Locate every row below that contains the word "ground" and copy each such row in full. Letter case is significant.

START SUPPLIED MATERIAL

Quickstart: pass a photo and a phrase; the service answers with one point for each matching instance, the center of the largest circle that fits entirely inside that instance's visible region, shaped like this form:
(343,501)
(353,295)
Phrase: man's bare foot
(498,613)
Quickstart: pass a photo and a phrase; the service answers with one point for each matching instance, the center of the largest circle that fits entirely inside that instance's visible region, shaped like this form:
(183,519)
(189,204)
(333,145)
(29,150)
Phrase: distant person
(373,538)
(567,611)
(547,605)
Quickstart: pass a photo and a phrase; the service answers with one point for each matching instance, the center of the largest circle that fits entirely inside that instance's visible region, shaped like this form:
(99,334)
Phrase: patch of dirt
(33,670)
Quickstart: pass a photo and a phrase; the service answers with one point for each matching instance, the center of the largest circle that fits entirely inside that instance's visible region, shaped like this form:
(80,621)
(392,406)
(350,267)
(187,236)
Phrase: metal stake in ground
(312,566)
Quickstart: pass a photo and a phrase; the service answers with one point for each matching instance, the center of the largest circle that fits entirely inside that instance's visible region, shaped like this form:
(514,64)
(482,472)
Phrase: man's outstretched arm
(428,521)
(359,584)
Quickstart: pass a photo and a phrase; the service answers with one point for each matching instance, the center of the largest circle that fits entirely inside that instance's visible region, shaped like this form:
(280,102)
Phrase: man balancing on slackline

END SUPPLIED MATERIAL
START SUPPLIED MATERIAL

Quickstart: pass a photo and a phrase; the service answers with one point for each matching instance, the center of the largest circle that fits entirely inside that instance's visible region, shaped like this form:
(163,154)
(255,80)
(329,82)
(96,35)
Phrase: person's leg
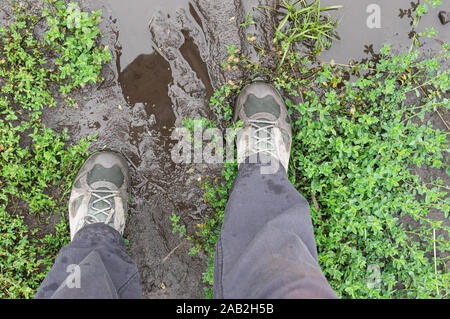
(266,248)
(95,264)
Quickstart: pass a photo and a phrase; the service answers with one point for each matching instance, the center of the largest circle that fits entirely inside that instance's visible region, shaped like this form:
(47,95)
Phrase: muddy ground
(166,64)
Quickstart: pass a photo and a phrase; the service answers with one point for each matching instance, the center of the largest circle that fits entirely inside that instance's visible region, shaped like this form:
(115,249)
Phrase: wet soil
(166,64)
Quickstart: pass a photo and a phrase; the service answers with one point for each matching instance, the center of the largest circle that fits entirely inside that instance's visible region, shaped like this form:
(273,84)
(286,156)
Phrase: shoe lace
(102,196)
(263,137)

END SUPPLIED MATERIAL
START SUPPLIED MATERIAL

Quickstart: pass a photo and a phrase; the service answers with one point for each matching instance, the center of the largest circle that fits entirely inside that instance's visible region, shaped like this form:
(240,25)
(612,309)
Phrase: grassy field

END SUPPLIED MATERIAL

RESPONSE TO THE EXERCISE:
Phrase: metal stake in ground
Phrase: muddy ground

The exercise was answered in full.